Your answer should consist only of the lines below from the one with "pixel 408 112" through the one with "pixel 564 36", copied exactly.

-------- MATERIAL FOR THIS TASK --------

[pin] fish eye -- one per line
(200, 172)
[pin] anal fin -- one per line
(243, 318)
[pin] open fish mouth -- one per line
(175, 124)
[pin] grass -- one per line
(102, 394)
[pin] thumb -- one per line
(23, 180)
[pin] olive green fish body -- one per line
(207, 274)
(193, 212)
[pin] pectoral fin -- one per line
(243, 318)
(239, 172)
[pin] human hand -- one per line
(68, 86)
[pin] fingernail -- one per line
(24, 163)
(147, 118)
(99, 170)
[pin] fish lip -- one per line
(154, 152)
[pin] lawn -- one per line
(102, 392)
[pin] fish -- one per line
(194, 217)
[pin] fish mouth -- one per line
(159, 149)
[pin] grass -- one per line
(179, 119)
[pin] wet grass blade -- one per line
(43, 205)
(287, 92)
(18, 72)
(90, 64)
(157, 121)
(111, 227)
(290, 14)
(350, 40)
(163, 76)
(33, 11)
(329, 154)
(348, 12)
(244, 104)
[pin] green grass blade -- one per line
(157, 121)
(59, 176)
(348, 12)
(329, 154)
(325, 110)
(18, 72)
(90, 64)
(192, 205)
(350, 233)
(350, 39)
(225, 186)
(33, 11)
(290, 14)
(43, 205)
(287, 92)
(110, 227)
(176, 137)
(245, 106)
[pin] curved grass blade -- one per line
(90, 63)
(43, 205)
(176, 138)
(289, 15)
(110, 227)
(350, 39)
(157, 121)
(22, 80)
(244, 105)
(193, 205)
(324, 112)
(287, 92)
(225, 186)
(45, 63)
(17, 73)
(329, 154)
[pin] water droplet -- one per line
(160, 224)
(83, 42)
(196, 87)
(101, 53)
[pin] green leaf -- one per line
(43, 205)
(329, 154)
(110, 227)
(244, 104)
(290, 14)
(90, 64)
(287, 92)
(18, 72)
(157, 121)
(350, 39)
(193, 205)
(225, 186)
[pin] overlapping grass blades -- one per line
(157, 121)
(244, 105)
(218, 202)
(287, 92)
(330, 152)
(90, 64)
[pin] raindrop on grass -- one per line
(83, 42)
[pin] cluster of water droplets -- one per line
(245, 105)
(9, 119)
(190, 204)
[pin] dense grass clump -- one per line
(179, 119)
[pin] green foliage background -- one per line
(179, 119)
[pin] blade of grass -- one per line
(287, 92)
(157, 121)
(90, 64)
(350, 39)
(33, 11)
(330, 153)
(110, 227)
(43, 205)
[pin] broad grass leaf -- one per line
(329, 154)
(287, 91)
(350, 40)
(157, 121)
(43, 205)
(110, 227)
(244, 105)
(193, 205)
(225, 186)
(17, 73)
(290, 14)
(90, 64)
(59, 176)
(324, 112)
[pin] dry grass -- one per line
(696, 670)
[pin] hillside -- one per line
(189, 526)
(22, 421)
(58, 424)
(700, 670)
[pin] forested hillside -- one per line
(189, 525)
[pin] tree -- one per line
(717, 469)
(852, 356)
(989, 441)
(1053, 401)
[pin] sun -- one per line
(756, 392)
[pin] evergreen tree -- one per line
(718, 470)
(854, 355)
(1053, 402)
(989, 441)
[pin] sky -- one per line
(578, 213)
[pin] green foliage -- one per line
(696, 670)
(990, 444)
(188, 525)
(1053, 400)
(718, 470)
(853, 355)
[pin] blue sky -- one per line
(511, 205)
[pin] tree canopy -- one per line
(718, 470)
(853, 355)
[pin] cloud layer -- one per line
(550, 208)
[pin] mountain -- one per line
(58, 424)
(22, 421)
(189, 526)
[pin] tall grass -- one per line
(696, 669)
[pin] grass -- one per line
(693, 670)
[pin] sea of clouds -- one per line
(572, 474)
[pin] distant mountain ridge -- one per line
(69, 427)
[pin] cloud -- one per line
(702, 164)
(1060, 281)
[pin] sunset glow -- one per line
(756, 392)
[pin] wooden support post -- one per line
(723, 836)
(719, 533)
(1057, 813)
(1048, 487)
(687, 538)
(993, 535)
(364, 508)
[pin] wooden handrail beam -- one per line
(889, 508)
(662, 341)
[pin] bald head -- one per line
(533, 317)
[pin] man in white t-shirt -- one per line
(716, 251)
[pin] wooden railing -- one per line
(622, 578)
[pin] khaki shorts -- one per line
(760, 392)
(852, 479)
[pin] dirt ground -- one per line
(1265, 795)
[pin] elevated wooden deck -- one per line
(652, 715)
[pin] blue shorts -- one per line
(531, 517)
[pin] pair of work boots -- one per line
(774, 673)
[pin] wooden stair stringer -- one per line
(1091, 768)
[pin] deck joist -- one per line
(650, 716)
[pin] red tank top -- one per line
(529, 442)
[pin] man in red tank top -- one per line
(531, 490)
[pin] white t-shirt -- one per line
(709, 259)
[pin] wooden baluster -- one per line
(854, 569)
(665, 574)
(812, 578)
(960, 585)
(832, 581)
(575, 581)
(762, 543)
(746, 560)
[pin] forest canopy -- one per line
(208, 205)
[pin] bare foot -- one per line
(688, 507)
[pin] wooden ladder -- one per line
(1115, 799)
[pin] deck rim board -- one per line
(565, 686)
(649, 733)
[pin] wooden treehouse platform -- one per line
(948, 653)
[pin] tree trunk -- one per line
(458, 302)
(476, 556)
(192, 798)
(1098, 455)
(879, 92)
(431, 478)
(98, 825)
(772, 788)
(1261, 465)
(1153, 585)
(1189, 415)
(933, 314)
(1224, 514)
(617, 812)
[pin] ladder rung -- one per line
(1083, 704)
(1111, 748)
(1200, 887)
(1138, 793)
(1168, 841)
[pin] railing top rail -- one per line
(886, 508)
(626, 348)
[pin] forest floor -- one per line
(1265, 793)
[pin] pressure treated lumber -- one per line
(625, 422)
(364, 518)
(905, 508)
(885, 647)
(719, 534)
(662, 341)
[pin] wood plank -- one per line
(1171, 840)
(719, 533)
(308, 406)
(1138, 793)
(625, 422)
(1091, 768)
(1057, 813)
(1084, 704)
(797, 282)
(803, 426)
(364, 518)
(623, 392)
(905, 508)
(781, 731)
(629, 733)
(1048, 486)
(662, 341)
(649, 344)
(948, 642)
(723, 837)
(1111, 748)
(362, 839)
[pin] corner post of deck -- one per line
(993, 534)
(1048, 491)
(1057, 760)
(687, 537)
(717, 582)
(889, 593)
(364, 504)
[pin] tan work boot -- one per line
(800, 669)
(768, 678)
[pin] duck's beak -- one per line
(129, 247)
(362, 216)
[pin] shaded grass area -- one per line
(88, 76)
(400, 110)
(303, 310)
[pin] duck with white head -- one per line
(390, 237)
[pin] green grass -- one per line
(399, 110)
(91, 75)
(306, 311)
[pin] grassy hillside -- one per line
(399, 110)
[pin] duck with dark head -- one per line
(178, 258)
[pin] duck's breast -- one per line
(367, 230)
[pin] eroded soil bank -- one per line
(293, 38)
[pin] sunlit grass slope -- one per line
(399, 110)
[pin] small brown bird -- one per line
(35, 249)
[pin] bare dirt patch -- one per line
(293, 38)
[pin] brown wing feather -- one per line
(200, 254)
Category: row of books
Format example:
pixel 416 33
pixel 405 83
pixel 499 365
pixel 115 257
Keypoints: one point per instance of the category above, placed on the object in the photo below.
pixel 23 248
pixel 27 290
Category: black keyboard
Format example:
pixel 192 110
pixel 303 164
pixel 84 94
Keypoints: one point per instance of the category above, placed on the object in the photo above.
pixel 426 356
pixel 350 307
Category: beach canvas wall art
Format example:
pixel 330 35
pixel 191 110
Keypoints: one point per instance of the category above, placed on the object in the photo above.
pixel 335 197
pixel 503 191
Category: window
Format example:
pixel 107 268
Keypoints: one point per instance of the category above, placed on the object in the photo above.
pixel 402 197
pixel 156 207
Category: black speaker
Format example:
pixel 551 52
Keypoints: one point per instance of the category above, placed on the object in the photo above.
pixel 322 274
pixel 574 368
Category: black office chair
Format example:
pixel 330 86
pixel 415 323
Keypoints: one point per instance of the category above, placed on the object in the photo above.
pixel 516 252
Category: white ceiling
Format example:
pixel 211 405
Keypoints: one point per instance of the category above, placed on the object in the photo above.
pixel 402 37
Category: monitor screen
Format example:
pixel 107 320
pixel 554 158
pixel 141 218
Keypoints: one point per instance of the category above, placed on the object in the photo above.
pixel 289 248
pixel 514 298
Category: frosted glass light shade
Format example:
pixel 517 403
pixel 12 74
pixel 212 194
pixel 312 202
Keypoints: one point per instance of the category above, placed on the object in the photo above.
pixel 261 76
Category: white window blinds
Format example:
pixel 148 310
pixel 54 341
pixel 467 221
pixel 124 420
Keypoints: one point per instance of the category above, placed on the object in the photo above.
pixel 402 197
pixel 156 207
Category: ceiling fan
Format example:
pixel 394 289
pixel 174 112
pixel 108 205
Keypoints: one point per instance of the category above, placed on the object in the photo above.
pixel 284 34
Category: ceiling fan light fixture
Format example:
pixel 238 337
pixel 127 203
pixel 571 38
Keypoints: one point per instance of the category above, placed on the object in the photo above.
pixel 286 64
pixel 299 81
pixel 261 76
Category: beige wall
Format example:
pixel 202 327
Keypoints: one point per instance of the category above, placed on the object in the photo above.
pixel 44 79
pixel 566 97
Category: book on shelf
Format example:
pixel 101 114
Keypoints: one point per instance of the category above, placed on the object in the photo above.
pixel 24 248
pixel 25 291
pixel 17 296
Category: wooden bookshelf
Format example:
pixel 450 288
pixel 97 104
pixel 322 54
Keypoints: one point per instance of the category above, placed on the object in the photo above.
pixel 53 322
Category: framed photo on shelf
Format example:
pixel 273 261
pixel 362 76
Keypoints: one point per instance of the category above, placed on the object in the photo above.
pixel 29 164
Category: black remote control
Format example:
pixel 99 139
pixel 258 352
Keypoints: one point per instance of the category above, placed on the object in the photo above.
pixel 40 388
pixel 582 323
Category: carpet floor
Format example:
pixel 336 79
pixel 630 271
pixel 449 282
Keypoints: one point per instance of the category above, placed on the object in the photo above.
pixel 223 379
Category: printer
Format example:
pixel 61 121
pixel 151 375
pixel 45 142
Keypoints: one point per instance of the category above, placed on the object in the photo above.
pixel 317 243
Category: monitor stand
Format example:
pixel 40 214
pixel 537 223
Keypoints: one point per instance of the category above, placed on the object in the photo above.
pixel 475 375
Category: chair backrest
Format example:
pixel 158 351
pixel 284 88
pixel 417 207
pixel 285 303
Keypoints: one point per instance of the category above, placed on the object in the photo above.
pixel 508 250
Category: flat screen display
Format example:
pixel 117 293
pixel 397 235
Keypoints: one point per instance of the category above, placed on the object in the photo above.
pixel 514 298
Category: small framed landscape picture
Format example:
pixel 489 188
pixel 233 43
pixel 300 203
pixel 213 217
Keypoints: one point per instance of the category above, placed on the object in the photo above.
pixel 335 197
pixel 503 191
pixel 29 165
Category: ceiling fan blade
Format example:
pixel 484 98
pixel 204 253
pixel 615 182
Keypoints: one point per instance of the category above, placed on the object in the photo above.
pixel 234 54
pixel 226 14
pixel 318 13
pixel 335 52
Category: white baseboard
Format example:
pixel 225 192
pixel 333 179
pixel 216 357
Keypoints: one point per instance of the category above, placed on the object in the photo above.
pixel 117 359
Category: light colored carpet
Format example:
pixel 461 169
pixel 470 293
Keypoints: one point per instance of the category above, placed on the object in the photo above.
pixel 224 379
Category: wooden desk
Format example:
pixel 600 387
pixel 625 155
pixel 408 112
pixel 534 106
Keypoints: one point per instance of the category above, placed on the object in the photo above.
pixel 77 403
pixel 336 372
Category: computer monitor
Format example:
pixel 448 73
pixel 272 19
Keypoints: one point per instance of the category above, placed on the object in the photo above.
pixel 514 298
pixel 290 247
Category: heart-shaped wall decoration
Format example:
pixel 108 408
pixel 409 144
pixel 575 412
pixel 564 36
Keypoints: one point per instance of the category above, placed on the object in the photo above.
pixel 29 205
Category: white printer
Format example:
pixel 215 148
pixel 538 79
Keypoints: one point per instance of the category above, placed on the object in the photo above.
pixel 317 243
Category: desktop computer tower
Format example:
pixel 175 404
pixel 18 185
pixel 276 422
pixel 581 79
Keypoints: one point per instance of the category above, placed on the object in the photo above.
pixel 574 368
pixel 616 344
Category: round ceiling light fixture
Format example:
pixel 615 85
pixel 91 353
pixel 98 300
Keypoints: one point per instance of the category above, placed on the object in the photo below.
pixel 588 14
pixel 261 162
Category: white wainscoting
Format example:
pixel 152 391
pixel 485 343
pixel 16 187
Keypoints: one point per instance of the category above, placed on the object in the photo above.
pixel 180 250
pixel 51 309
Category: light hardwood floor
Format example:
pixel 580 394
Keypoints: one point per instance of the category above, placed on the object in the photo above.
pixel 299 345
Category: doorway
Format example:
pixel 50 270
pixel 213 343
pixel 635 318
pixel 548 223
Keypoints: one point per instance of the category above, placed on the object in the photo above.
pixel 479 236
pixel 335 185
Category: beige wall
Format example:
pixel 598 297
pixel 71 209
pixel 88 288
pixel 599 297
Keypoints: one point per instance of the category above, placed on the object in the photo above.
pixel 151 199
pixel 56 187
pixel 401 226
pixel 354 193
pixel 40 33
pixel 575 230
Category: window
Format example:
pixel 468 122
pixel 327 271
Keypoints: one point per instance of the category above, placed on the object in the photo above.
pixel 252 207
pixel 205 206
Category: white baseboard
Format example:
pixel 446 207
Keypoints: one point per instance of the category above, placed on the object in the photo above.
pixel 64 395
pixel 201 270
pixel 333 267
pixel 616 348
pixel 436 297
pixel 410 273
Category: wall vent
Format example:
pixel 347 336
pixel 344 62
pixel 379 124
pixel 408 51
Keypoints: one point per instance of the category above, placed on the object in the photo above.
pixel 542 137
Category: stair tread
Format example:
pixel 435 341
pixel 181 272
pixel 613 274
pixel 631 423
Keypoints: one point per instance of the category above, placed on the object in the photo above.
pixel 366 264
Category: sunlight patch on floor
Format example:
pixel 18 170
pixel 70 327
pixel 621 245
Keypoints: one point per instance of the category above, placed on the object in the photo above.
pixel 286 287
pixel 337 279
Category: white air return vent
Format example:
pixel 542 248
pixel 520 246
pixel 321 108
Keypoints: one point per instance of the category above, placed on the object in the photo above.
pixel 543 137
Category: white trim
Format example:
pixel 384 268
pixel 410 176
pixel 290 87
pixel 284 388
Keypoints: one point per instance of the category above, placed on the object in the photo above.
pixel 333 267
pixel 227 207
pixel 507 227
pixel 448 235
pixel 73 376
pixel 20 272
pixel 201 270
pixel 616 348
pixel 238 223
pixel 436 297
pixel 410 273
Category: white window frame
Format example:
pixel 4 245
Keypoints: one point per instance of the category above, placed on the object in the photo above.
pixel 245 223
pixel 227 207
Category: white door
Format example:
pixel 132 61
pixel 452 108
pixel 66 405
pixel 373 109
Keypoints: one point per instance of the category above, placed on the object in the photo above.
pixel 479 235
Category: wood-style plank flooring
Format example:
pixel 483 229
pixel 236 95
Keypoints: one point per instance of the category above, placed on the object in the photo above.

--------

* SOLUTION FOR THIS EXERCISE *
pixel 408 112
pixel 534 106
Keypoints: one point per instance of the category above, placed on the object in the photo above.
pixel 77 403
pixel 336 372
Category: computer monitor
Format example:
pixel 448 73
pixel 272 19
Keypoints: one point per instance of the category above, placed on the object in the photo above.
pixel 514 298
pixel 290 247
Category: heart-shaped wall decoration
Format example:
pixel 108 408
pixel 409 144
pixel 575 412
pixel 564 36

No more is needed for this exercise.